# Short problem A
Quote the entries word for word, from the line containing "In this picture, where can the bus windshield wiper" to the line containing "Query: bus rear wheel", including both of those lines.

# Source passage
________

I’ve come across many recipes for “miso-marinated black cod” and “Nobu’s miso black cod,” while perusing foodie blogs and finally had the opportunity to make it.  My bestie was spending the night with us, and I wanted to make something light, but yummy.  So I brought the gourmet on and went with Nobu’s notorious miso black cod.  We went to Whole Foods to get ingredients for our salad and fish.  But to our dismay, Whole Foods rarely carries black cod unless it’s special ordered.  So onto plan B.  Unfortunately, I had NO plan B!!  After a somewhat stressful trip to the fish counter, we ended up leaving with salmon.  I prayed to the foodie gods that the recipe work just as well for salmon as it does for black cod.

And guess what?!  The recipe was perfect.

Miso-Marinated Salmon (adapted from Nobuyuki Matsihisa)

2 pounds salmon filet, skinned (about four 7-8 ounce filets each)

________

# Record excerpts
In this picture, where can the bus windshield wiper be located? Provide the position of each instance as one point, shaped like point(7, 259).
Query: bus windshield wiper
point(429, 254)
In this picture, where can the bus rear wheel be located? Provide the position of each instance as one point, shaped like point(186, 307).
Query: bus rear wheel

________

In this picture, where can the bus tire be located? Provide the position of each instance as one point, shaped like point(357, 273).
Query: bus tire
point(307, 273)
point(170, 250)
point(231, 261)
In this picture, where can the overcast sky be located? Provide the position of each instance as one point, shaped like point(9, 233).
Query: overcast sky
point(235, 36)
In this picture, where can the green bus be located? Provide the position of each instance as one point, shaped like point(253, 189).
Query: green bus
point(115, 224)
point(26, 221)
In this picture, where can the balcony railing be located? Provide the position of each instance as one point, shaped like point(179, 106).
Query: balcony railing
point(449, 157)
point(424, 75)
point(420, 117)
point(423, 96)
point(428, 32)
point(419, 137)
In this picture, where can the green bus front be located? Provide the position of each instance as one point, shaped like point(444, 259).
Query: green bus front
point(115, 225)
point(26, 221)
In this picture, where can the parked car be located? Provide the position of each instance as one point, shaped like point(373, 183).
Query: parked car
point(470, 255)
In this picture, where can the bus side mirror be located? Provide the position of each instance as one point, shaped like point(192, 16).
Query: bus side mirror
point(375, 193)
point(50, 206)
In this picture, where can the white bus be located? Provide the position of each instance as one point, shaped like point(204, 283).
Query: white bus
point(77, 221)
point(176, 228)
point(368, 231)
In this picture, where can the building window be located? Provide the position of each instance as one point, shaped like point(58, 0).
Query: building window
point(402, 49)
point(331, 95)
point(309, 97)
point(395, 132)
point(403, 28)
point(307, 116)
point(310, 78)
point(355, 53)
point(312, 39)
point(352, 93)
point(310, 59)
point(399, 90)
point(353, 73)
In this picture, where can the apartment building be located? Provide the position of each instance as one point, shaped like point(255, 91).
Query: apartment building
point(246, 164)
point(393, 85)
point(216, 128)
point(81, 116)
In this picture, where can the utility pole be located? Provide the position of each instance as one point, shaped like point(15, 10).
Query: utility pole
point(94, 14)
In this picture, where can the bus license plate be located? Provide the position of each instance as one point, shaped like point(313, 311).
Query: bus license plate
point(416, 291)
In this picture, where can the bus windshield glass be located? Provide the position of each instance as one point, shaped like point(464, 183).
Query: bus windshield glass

________

# Short problem B
Print the salmon recipe passage verbatim, from "I’ve come across" to "recipe was perfect.", including both ends.

# Worked answer A
In this picture, where can the bus windshield wiper be located? Provide the position of each instance as one point, shaped like point(7, 259).
Query: bus windshield wiper
point(429, 254)
In this picture, where can the bus rear wheel be located? Provide the position of each instance as one point, shaped like point(186, 307).
Query: bus rear wheel

# Worked answer B
I’ve come across many recipes for “miso-marinated black cod” and “Nobu’s miso black cod,” while perusing foodie blogs and finally had the opportunity to make it.  My bestie was spending the night with us, and I wanted to make something light, but yummy.  So I brought the gourmet on and went with Nobu’s notorious miso black cod.  We went to Whole Foods to get ingredients for our salad and fish.  But to our dismay, Whole Foods rarely carries black cod unless it’s special ordered.  So onto plan B.  Unfortunately, I had NO plan B!!  After a somewhat stressful trip to the fish counter, we ended up leaving with salmon.  I prayed to the foodie gods that the recipe work just as well for salmon as it does for black cod.

And guess what?!  The recipe was perfect.